Pick out each line in the entries below that contains the word "green" and copy those lines.

DATASET EXCERPTS —
^^^^^^^^

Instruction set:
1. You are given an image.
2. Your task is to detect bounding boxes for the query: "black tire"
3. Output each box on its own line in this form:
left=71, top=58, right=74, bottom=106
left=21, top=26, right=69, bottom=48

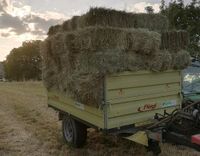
left=62, top=115, right=87, bottom=148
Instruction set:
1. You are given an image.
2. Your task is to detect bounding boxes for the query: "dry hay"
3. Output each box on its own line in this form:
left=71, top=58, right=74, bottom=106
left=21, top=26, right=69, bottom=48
left=48, top=8, right=168, bottom=35
left=149, top=50, right=172, bottom=72
left=78, top=8, right=168, bottom=31
left=161, top=30, right=189, bottom=52
left=41, top=8, right=190, bottom=107
left=62, top=27, right=161, bottom=54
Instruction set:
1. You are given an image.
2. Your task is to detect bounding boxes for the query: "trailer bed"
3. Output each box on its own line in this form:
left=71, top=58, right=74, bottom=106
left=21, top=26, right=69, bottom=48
left=48, top=70, right=181, bottom=130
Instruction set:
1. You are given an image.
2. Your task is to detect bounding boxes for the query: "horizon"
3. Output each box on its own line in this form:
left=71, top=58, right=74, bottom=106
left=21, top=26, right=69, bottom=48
left=0, top=0, right=190, bottom=61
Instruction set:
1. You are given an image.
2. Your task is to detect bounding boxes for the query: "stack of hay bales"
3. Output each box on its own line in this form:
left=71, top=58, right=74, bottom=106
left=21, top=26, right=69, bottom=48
left=41, top=8, right=190, bottom=107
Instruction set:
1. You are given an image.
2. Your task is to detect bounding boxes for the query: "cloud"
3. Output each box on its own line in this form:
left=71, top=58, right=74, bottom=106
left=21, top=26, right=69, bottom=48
left=0, top=0, right=66, bottom=37
left=0, top=13, right=27, bottom=34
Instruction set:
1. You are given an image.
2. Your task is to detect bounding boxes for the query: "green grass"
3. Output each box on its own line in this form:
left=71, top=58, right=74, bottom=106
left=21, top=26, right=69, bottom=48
left=0, top=82, right=200, bottom=156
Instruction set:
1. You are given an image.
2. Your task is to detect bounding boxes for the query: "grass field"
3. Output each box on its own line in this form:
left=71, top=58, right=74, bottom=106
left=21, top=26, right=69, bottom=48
left=0, top=82, right=200, bottom=156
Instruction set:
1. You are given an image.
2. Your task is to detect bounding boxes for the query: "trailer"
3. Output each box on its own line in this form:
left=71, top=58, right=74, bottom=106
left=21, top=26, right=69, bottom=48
left=48, top=70, right=200, bottom=154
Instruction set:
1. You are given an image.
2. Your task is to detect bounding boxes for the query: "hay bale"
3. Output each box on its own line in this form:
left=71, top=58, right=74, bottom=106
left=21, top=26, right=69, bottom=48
left=133, top=13, right=169, bottom=32
left=68, top=74, right=103, bottom=107
left=79, top=8, right=168, bottom=31
left=65, top=27, right=160, bottom=54
left=161, top=30, right=189, bottom=52
left=41, top=8, right=190, bottom=107
left=47, top=25, right=62, bottom=36
left=54, top=8, right=169, bottom=34
left=149, top=50, right=172, bottom=72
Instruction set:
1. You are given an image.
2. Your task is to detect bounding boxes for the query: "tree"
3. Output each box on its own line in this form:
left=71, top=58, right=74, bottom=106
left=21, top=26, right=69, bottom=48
left=160, top=0, right=200, bottom=56
left=160, top=0, right=165, bottom=12
left=145, top=6, right=154, bottom=14
left=5, top=40, right=41, bottom=81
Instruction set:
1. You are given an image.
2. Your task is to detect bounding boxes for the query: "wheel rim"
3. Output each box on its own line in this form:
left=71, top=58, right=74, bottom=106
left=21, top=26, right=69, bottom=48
left=64, top=119, right=73, bottom=142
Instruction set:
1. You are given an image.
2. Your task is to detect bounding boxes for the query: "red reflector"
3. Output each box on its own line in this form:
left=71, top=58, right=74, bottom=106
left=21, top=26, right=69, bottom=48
left=191, top=134, right=200, bottom=145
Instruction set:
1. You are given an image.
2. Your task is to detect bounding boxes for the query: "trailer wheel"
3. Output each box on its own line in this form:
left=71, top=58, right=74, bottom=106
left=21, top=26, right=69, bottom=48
left=62, top=116, right=87, bottom=148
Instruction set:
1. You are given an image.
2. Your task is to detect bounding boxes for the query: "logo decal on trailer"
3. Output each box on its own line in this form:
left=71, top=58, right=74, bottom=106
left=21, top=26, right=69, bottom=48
left=138, top=103, right=157, bottom=112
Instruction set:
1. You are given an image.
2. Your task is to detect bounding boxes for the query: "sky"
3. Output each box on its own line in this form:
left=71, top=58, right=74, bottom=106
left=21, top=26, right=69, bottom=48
left=0, top=0, right=190, bottom=61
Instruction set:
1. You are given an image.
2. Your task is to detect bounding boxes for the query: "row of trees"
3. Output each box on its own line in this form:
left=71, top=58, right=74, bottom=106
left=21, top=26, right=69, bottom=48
left=3, top=40, right=41, bottom=81
left=160, top=0, right=200, bottom=58
left=4, top=0, right=200, bottom=81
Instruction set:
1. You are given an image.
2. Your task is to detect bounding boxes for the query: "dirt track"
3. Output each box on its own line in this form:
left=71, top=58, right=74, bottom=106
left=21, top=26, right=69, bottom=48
left=0, top=82, right=200, bottom=156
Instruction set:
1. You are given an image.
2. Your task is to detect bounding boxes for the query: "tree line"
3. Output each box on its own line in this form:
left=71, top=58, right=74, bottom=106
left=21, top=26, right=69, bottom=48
left=3, top=40, right=41, bottom=81
left=3, top=0, right=200, bottom=81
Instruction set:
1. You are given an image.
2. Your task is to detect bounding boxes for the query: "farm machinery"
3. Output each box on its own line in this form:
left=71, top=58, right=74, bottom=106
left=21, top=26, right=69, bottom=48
left=48, top=58, right=200, bottom=155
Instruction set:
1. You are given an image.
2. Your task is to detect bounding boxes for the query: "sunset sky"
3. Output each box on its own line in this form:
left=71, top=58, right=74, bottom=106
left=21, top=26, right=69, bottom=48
left=0, top=0, right=189, bottom=61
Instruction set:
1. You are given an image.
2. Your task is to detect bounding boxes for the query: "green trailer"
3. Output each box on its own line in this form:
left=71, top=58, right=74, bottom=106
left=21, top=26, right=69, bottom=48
left=48, top=70, right=182, bottom=147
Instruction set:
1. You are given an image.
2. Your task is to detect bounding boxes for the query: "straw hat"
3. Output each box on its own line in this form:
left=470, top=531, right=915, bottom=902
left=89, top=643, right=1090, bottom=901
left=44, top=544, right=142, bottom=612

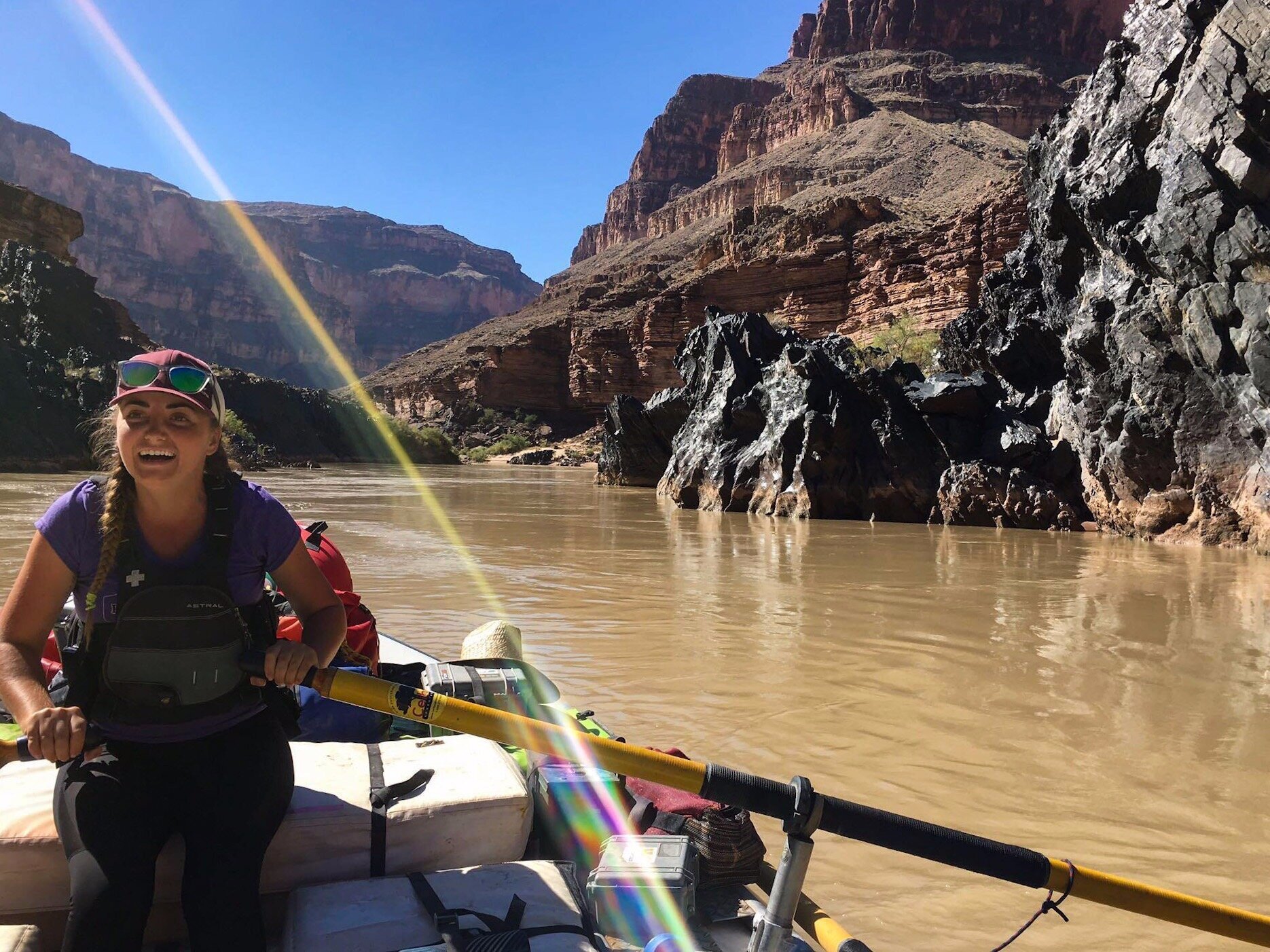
left=458, top=621, right=522, bottom=661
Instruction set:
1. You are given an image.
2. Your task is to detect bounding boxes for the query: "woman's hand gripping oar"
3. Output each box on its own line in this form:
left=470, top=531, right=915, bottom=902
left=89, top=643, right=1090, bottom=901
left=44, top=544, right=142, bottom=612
left=0, top=724, right=103, bottom=767
left=242, top=655, right=1270, bottom=948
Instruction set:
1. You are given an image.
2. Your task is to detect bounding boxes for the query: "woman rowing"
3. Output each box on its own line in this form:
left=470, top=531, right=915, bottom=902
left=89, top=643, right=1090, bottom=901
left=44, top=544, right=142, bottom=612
left=0, top=350, right=346, bottom=952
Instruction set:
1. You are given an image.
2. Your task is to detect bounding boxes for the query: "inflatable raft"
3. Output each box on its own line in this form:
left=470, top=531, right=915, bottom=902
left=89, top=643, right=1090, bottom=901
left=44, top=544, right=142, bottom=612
left=0, top=634, right=864, bottom=952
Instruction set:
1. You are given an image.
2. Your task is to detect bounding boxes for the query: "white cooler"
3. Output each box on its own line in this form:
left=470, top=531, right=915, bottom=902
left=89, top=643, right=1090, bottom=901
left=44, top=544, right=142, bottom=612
left=282, top=860, right=602, bottom=952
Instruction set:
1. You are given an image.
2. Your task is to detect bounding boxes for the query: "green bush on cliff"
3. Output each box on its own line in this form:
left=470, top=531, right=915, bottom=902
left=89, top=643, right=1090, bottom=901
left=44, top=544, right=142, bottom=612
left=385, top=416, right=458, bottom=463
left=467, top=433, right=530, bottom=463
left=221, top=410, right=257, bottom=450
left=864, top=314, right=940, bottom=373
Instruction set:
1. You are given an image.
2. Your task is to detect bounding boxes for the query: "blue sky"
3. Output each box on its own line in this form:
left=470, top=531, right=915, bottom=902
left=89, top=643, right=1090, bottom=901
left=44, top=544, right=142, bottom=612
left=0, top=0, right=818, bottom=280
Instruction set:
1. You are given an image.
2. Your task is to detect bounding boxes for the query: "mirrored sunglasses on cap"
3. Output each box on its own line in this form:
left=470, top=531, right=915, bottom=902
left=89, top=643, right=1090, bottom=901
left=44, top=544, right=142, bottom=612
left=120, top=361, right=212, bottom=396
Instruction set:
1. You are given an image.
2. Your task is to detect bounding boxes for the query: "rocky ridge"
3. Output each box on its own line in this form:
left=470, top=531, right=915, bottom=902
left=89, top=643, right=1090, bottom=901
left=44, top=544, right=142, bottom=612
left=597, top=311, right=1089, bottom=530
left=943, top=0, right=1270, bottom=549
left=0, top=113, right=540, bottom=384
left=367, top=0, right=1128, bottom=419
left=600, top=0, right=1270, bottom=551
left=0, top=181, right=457, bottom=470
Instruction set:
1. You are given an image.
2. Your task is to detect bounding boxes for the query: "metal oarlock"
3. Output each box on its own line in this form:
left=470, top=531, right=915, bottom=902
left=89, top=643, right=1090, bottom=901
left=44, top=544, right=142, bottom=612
left=748, top=777, right=824, bottom=952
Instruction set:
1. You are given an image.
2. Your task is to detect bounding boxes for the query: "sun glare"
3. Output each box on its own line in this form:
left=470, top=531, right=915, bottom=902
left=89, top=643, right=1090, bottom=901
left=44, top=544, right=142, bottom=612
left=67, top=0, right=696, bottom=949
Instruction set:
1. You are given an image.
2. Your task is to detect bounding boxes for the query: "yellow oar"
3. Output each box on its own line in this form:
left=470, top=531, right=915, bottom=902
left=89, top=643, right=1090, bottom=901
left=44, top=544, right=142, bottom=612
left=278, top=660, right=1270, bottom=947
left=0, top=655, right=1270, bottom=947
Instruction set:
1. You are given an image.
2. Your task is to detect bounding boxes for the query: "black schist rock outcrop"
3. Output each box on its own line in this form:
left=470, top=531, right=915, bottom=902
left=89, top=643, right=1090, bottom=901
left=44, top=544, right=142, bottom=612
left=941, top=0, right=1270, bottom=549
left=597, top=311, right=1087, bottom=528
left=600, top=0, right=1270, bottom=549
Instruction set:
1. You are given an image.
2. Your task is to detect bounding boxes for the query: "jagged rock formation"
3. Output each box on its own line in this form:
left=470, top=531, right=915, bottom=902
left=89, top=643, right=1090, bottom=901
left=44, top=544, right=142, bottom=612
left=368, top=0, right=1128, bottom=418
left=943, top=0, right=1270, bottom=549
left=0, top=183, right=458, bottom=470
left=0, top=113, right=540, bottom=384
left=597, top=312, right=1087, bottom=528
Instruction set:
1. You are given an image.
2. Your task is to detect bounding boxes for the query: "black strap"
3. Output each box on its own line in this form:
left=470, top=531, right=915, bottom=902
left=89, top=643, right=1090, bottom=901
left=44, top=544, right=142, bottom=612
left=366, top=744, right=388, bottom=879
left=628, top=791, right=689, bottom=837
left=366, top=744, right=435, bottom=879
left=305, top=519, right=327, bottom=552
left=371, top=768, right=435, bottom=809
left=406, top=872, right=594, bottom=952
left=207, top=472, right=242, bottom=587
left=406, top=872, right=465, bottom=952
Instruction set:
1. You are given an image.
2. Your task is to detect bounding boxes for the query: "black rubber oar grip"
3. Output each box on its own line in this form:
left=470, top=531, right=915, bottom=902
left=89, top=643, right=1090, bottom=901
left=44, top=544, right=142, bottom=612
left=13, top=724, right=105, bottom=761
left=701, top=764, right=1051, bottom=889
left=239, top=647, right=318, bottom=688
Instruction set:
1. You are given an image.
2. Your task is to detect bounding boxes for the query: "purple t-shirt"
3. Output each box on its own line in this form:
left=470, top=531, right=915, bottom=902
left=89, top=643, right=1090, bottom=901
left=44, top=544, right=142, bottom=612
left=35, top=480, right=300, bottom=742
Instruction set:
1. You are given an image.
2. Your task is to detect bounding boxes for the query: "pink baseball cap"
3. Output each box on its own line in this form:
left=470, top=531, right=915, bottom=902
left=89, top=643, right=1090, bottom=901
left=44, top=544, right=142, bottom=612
left=111, top=350, right=225, bottom=425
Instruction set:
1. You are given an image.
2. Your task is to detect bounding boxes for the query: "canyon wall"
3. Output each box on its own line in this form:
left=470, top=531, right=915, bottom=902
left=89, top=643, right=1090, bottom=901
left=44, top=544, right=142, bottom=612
left=367, top=0, right=1128, bottom=418
left=0, top=113, right=539, bottom=384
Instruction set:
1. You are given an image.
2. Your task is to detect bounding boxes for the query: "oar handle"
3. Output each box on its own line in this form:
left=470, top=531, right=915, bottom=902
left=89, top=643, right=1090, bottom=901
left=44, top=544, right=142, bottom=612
left=0, top=724, right=105, bottom=767
left=239, top=647, right=321, bottom=688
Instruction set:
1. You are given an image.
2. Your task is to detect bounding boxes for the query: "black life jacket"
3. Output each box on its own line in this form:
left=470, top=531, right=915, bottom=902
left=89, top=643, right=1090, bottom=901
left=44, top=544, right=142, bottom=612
left=62, top=473, right=277, bottom=724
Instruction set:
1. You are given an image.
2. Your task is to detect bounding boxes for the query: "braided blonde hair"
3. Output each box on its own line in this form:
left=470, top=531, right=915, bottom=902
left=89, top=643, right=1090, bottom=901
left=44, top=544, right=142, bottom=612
left=83, top=406, right=241, bottom=648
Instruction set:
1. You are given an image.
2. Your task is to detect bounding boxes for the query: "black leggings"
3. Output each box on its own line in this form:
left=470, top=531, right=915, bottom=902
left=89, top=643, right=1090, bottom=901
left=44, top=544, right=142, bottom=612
left=54, top=711, right=295, bottom=952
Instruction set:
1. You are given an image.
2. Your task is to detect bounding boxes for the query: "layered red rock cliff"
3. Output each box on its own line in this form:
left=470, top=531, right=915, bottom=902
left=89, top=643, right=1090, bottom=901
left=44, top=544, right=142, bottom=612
left=0, top=113, right=540, bottom=384
left=367, top=0, right=1128, bottom=416
left=0, top=181, right=84, bottom=264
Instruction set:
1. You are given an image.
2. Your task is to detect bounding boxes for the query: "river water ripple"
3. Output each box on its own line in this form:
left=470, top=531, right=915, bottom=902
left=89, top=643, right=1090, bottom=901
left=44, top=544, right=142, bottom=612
left=0, top=466, right=1270, bottom=952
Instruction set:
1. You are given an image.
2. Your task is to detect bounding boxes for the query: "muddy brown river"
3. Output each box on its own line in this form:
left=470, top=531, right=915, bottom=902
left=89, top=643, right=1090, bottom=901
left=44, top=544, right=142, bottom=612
left=0, top=466, right=1270, bottom=952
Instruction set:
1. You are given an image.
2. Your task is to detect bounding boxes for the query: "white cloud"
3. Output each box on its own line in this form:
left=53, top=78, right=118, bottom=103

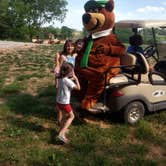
left=161, top=2, right=166, bottom=6
left=137, top=6, right=166, bottom=13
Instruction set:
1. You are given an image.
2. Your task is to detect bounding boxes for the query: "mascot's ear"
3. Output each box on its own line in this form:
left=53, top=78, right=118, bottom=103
left=105, top=0, right=114, bottom=12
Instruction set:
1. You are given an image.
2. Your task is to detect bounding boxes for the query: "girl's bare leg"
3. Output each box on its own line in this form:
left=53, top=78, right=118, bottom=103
left=59, top=111, right=74, bottom=140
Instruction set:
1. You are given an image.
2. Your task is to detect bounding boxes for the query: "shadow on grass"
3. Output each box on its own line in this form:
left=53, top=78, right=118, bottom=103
left=6, top=87, right=56, bottom=120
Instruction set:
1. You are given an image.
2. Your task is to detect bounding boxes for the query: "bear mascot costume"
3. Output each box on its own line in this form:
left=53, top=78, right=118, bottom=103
left=75, top=0, right=126, bottom=112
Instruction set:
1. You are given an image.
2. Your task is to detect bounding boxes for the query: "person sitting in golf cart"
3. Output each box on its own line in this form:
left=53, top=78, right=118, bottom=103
left=127, top=33, right=155, bottom=71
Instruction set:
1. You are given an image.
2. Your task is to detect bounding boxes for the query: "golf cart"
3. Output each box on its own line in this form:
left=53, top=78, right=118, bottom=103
left=96, top=20, right=166, bottom=124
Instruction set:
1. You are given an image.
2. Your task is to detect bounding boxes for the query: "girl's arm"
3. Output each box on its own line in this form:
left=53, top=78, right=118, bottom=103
left=72, top=70, right=81, bottom=90
left=54, top=51, right=60, bottom=70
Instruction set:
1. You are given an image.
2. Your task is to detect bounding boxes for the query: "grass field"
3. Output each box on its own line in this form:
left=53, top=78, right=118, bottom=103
left=0, top=45, right=166, bottom=166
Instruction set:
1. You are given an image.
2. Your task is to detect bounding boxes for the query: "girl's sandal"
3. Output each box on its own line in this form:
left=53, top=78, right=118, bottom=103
left=57, top=135, right=69, bottom=144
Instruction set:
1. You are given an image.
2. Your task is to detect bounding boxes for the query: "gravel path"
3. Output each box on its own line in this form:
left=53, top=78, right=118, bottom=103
left=0, top=41, right=37, bottom=51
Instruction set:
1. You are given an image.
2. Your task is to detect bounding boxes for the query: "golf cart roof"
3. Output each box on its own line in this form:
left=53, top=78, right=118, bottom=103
left=115, top=20, right=166, bottom=28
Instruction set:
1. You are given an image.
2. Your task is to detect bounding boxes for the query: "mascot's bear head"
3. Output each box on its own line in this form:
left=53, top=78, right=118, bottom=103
left=82, top=0, right=115, bottom=33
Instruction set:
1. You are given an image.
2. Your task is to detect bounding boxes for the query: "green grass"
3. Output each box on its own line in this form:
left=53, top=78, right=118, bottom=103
left=0, top=45, right=166, bottom=166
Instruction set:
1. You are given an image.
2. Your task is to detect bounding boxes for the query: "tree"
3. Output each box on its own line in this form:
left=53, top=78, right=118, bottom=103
left=61, top=26, right=74, bottom=39
left=0, top=0, right=67, bottom=39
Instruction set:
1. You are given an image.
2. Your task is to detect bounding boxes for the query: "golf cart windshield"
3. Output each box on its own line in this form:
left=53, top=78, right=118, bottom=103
left=115, top=20, right=166, bottom=61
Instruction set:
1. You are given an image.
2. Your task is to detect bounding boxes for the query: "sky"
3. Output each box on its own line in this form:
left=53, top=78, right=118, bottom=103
left=53, top=0, right=166, bottom=30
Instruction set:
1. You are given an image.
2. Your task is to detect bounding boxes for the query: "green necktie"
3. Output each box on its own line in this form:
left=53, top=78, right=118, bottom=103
left=81, top=39, right=93, bottom=68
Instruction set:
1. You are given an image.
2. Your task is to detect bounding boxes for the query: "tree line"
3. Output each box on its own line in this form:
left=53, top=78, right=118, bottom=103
left=0, top=0, right=81, bottom=41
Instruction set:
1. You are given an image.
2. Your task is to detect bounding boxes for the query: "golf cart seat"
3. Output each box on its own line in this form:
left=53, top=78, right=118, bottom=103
left=109, top=52, right=166, bottom=87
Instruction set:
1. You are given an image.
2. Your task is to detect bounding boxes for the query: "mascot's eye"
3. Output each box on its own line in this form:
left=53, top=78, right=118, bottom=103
left=93, top=8, right=99, bottom=13
left=88, top=8, right=99, bottom=13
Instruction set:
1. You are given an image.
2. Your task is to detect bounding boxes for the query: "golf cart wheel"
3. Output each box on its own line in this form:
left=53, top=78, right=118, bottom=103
left=124, top=101, right=145, bottom=125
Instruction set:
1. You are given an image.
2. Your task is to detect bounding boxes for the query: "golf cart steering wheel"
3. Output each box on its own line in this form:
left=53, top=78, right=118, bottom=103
left=144, top=45, right=159, bottom=62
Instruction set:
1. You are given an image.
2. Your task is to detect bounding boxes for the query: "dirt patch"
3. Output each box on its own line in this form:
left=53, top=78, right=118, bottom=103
left=0, top=41, right=43, bottom=53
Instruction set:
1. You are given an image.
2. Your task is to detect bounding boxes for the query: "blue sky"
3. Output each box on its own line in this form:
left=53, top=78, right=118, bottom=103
left=53, top=0, right=166, bottom=30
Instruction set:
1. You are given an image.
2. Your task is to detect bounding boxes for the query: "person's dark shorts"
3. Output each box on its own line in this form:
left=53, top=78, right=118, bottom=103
left=57, top=103, right=73, bottom=113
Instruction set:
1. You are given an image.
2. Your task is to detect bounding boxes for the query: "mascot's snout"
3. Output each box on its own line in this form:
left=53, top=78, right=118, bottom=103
left=82, top=13, right=105, bottom=32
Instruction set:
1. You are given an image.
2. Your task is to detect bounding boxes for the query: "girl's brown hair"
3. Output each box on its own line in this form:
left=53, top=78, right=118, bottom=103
left=61, top=39, right=75, bottom=55
left=59, top=62, right=73, bottom=78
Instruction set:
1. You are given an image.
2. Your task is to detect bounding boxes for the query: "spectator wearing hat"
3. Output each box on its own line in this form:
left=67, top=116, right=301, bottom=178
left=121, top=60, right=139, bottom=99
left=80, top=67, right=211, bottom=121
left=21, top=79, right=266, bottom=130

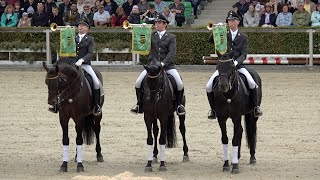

^^^^^^^^

SOLUTION TO THE EXERCISE —
2. Your task is to detect bounding boxes for the query: "green grass"
2. Your task is to detect bounding boxes for the query: "green trailer"
2. Your task is to detect bounding boxes for the query: "green bush on cliff"
2. Your task is to detect bounding boxes for the query: "green grass"
2. Your task is to detect bounding boxes for the query: "green necktie"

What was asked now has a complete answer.